GIVEN EXERCISE:
Reproduce every item below verbatim, line for line, keeping all wording and punctuation unchanged.
+++++
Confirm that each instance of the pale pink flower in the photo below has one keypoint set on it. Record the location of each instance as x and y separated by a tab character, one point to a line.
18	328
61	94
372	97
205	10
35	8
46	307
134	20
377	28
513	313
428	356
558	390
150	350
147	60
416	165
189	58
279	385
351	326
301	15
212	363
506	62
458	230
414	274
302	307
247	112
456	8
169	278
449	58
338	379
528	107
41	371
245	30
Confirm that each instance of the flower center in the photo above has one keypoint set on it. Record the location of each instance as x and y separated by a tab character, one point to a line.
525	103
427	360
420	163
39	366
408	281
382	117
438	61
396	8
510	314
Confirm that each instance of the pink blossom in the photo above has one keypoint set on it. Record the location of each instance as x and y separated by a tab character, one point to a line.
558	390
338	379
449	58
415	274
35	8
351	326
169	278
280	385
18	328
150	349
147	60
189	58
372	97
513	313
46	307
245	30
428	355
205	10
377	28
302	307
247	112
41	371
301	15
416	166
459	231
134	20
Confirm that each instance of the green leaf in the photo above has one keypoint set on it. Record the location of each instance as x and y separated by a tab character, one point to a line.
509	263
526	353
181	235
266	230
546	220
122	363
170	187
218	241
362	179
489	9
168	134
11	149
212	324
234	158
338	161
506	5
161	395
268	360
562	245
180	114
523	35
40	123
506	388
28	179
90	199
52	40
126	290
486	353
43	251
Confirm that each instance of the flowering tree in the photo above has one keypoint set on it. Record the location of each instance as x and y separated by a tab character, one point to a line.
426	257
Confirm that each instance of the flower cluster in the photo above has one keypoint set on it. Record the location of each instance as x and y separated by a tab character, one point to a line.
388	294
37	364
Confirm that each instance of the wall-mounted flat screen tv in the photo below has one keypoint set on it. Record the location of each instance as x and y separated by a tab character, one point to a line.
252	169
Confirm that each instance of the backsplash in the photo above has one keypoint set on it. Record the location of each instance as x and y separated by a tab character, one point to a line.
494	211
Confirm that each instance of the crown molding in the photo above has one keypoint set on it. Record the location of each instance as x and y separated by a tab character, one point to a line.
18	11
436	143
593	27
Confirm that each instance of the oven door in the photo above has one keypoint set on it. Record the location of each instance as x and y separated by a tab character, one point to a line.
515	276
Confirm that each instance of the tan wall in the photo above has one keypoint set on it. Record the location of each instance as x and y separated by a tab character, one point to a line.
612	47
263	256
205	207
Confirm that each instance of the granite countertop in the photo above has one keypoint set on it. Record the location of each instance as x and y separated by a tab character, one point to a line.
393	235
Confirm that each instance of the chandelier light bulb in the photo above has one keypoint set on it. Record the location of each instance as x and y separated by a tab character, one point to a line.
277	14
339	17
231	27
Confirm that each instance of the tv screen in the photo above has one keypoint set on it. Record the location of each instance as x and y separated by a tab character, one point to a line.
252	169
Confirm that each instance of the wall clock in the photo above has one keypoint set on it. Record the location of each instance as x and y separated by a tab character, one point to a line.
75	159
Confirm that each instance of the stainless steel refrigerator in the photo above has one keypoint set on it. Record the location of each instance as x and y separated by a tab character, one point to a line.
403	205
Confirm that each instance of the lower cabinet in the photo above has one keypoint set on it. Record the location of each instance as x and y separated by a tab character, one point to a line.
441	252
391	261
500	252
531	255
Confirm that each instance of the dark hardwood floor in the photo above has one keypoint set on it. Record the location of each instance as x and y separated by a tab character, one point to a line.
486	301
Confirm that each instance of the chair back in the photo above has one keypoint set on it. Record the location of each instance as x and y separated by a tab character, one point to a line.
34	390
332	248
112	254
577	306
+++++
EXERCISE RESULT:
Confirm that each instance of the pale pink flower in the photo below has one keypoint set on it. Record the location of each instance as x and y separated by a tab character, one point to a line.
18	328
61	94
372	97
205	10
35	8
46	307
134	20
377	28
513	313
428	356
558	390
150	350
147	60
416	165
189	58
279	385
351	326
301	15
212	363
506	62
458	230
414	274
302	307
247	112
456	8
169	278
449	58
338	379
528	107
41	371
245	30
Confirm that each instance of the flower center in the photo above has one keypoint set on it. Record the location of each instance as x and y separated by a tab character, one point to a line.
525	103
427	360
420	163
39	366
408	281
382	117
438	61
396	8
510	314
Confirm that each instance of the pink blossom in the photo above has one keypoint set on it. Record the location of each instance as x and y separated by a tab character, one point to a line.
558	390
338	379
449	58
415	274
35	8
351	326
169	278
280	385
18	328
150	349
147	60
189	58
372	97
513	313
46	307
245	30
428	355
205	10
377	28
302	307
247	112
41	371
301	15
416	166
459	231
134	20
Confirm that each instance of the green leaf in the photo above has one keypoint set on it. Record the location of each instance as x and y separated by a tab character, one point to a line.
509	263
526	353
181	235
266	230
546	220
122	363
170	187
218	241
362	179
489	9
168	134
11	149
212	324
234	158
338	161
506	5
161	395
268	360
562	245
180	114
523	35
40	123
506	388
28	179
90	199
52	40
126	290
486	353
43	251
Confirm that each instance of the flowering tree in the photo above has one keypoint set on it. Record the location of each instance as x and y separated by a tab character, one point to a line.
426	257
Confirm that each instance of the flower cluster in the photo above has one keypoint set on it. Record the location of each instance as x and y separated by a tab character, one point to a line.
388	294
37	364
Confirm that each instance of the wall-mounted flat screen tv in the photo below has one keypoint set on it. Record the location of each instance as x and y separated by a tab character, one point to a line.
252	169
Confirm that each instance of the backsplash in the photo above has one keypoint set on it. Record the location of each instance as x and y separated by a tab character, one point to a line.
494	211
Confirm that each instance of the crown molding in the photo above has one keypoint set on it. Record the location of each instance as x and y separated by a tab character, one point to a line.
18	11
436	143
593	27
Confirm that each instance of the oven door in the photo above has one keypoint set on it. Record the location of each instance as x and y separated by a tab character, one point to a line.
515	276
Confirm that each instance of the tan wall in the photo above has one keypoint set on it. Record the location of each instance as x and y separated by a tab character, one point to a line.
612	47
263	256
205	207
Confirm that each instance of the granite countertop in the photo above has one keypoint set on it. Record the location of each instance as x and y separated by a tab character, one point to a line.
393	235
Confirm that each instance of the chandelier light bulb in the photo above has one keypoint set on it. Record the location of each instance as x and y separated by a tab character, one point to a line.
277	14
339	17
231	27
Confirm that each instance of the tv screen in the photo above has one keypoint set on it. Record the location of each instance as x and y separated by a tab character, one point to a line.
252	169
Confirm that each instance of the wall clock in the photo above has one keypoint set on it. Record the location of each instance as x and y separated by a tab character, one point to a line.
75	159
Confirm that each instance of the stainless steel refrigerator in the photo above has one keypoint set on it. Record the location of each instance as x and y separated by a tab character, one point to a line.
403	205
Confirm that each instance of the lower cabinet in the photo above has one keypoint set on it. Record the location of each instance as x and y separated by a tab character, one point to a line.
441	252
391	261
500	252
531	255
Confirm that each instance of the dark hardwood floor in the photo above has one keypoint set on it. Record the location of each instance as x and y separated by a tab character, one point to a line.
486	301
Confirm that each instance of the chair back in the photo above has one keypoint set on it. Record the location of each instance as x and y separated by a tab character, one point to a line.
34	390
332	248
112	254
577	306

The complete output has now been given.